▶ _Written request_:
Find each row below that contains the string "spoked", and copy every one of those rows in full.

Position identification records:
+ + + + +
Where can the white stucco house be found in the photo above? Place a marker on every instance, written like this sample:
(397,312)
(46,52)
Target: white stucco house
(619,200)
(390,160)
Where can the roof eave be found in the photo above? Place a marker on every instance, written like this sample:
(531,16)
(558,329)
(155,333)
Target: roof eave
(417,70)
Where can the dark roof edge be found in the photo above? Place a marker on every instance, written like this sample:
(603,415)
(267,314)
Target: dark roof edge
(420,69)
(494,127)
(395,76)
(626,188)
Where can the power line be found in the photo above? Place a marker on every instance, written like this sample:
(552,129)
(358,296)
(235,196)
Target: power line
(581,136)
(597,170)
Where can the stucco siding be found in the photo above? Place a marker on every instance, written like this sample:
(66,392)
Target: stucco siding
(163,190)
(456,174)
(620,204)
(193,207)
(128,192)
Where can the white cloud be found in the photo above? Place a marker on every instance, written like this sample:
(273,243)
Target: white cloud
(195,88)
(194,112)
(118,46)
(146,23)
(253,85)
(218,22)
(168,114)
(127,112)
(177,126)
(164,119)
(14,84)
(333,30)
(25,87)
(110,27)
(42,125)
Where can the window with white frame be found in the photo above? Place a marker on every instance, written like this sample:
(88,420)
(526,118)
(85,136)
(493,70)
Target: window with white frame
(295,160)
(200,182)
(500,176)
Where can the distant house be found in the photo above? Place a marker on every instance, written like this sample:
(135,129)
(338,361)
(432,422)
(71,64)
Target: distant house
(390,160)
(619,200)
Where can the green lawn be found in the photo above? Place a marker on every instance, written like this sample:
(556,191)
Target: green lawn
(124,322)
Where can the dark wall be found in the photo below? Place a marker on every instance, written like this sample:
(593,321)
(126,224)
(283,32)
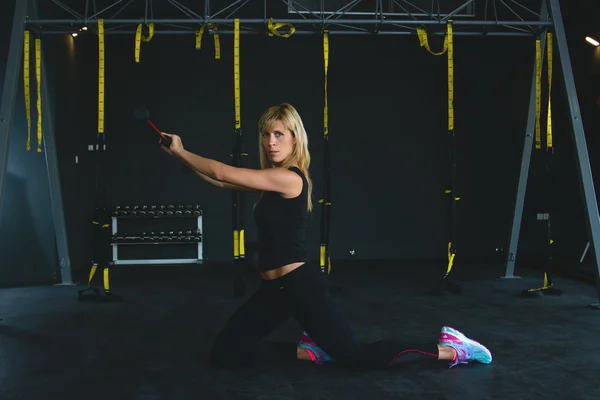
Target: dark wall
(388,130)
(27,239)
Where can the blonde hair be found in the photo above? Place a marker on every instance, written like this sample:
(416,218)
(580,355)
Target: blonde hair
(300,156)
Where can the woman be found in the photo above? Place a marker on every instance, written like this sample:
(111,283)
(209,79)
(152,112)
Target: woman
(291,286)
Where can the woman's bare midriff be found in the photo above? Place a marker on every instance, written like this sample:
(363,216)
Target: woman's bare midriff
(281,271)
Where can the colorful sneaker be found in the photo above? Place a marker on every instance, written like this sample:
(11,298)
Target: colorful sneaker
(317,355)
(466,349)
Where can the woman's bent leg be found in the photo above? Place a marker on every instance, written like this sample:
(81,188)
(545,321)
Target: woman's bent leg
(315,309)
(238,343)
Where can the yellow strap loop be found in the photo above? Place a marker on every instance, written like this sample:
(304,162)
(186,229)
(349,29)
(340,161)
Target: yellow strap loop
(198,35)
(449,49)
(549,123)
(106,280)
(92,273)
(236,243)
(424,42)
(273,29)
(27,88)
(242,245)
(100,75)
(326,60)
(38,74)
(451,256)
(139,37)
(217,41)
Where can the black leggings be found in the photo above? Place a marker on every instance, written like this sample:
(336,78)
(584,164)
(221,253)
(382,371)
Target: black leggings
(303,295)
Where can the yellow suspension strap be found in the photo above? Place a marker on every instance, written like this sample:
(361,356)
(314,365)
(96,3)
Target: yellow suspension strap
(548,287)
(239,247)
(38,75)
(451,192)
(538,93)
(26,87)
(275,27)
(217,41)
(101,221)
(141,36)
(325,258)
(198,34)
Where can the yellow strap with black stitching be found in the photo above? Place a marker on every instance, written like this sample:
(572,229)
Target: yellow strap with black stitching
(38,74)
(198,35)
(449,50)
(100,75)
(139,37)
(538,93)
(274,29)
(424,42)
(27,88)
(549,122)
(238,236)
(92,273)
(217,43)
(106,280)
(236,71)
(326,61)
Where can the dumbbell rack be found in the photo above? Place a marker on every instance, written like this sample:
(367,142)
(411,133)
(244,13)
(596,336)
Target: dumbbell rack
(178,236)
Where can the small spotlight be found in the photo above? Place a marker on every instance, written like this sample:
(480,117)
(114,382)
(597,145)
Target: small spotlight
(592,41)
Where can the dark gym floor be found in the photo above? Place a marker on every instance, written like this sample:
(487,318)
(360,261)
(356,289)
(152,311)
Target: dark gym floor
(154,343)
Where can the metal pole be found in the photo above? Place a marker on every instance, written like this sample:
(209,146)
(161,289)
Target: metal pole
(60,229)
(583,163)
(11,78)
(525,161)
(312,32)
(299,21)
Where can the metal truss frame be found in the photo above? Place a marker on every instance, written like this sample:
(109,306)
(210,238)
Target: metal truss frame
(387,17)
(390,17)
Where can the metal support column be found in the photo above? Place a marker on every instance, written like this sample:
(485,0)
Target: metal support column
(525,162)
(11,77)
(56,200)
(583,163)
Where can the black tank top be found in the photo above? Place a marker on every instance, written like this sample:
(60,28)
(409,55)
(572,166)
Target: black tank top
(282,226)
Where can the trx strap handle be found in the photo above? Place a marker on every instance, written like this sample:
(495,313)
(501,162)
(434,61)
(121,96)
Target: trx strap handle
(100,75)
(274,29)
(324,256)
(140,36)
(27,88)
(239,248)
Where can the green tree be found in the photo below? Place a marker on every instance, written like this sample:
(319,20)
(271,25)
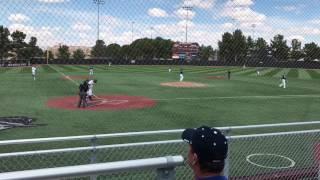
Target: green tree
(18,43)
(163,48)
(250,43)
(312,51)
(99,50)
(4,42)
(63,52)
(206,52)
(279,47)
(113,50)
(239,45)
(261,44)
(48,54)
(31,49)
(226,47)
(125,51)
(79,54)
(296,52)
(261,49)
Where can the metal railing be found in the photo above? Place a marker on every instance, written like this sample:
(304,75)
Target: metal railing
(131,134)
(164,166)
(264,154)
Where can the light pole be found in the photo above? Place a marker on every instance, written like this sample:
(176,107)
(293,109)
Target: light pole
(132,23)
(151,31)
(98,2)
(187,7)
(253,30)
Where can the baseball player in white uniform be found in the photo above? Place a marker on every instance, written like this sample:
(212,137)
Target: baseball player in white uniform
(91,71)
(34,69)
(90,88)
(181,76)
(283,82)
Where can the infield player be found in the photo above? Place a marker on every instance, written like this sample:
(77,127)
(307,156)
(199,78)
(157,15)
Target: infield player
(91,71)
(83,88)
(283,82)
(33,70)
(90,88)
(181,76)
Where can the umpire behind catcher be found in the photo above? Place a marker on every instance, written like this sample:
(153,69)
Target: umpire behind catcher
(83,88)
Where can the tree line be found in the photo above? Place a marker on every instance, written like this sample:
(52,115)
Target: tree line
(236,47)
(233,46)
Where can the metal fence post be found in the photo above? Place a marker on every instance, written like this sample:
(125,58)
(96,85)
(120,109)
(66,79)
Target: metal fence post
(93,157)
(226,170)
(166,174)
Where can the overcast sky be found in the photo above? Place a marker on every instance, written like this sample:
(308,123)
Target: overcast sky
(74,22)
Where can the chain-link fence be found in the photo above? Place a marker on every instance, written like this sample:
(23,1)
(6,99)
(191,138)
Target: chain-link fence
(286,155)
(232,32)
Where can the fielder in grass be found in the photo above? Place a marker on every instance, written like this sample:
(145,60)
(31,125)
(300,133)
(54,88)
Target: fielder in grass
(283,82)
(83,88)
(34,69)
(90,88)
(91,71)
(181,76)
+ + + + +
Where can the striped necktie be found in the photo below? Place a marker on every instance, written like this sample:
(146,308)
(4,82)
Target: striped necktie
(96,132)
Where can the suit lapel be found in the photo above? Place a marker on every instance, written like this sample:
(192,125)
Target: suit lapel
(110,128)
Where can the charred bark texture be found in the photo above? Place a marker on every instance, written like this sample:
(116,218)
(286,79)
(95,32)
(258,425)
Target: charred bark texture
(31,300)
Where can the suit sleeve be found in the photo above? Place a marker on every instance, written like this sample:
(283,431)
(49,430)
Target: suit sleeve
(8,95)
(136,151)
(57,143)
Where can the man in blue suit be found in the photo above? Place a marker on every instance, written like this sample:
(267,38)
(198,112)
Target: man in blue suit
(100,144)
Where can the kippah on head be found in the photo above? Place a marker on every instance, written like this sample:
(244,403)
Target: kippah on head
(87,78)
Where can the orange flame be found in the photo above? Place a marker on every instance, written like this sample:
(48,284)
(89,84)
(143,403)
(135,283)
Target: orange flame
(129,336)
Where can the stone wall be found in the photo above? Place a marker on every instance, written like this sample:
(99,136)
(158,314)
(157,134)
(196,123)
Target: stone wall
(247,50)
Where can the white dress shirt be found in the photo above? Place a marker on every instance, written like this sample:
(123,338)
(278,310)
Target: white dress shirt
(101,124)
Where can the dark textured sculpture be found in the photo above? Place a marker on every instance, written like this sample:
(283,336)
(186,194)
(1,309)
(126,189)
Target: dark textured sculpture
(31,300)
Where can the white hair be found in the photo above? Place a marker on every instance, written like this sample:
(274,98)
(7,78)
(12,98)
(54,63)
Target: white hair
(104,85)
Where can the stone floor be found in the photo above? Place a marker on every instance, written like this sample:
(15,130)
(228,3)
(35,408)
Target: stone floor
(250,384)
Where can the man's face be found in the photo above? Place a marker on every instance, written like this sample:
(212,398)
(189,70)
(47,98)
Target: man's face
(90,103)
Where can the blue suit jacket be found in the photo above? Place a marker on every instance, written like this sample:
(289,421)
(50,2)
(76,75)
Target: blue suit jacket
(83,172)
+ + + + +
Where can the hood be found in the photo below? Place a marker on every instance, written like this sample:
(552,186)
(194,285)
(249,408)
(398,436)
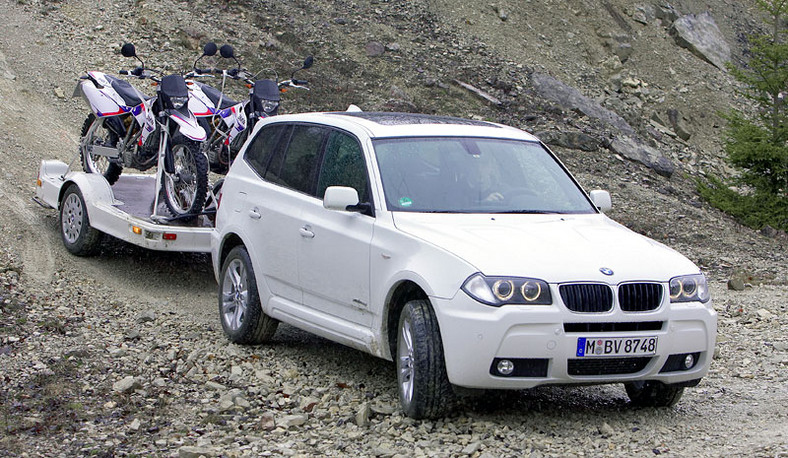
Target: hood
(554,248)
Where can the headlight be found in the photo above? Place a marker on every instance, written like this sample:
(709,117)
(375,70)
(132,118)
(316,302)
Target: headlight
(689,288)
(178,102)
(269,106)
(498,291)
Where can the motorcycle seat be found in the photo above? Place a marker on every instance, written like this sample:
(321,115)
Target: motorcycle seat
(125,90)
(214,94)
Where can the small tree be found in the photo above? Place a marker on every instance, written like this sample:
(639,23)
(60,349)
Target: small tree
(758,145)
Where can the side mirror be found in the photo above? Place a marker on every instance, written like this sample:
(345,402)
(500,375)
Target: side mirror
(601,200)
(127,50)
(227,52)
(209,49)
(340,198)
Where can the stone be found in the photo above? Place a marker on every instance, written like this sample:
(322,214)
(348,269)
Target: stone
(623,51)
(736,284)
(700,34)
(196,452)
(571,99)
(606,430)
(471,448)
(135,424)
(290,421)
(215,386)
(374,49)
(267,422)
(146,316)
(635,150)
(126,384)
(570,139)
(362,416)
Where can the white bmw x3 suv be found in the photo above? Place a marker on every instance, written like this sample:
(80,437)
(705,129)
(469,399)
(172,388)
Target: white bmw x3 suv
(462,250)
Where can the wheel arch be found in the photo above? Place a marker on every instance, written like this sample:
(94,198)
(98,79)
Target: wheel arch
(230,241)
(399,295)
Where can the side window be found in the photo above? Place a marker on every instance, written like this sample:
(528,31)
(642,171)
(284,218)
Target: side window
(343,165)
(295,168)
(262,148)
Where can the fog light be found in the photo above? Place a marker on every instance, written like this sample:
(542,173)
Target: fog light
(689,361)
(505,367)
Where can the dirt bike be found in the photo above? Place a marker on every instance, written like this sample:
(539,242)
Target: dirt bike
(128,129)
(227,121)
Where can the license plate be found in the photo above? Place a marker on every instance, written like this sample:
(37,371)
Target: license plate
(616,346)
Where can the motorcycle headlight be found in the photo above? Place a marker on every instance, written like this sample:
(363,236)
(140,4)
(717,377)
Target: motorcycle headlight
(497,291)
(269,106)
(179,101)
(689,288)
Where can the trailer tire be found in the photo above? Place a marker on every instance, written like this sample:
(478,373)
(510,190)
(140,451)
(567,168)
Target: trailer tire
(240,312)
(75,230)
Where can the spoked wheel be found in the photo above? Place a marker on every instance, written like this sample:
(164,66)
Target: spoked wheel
+ + + + +
▶ _Expected answer_:
Where can the spoked wheel be found in the photo above? Place a marker on every instance, written like this sample:
Target: spoked wheel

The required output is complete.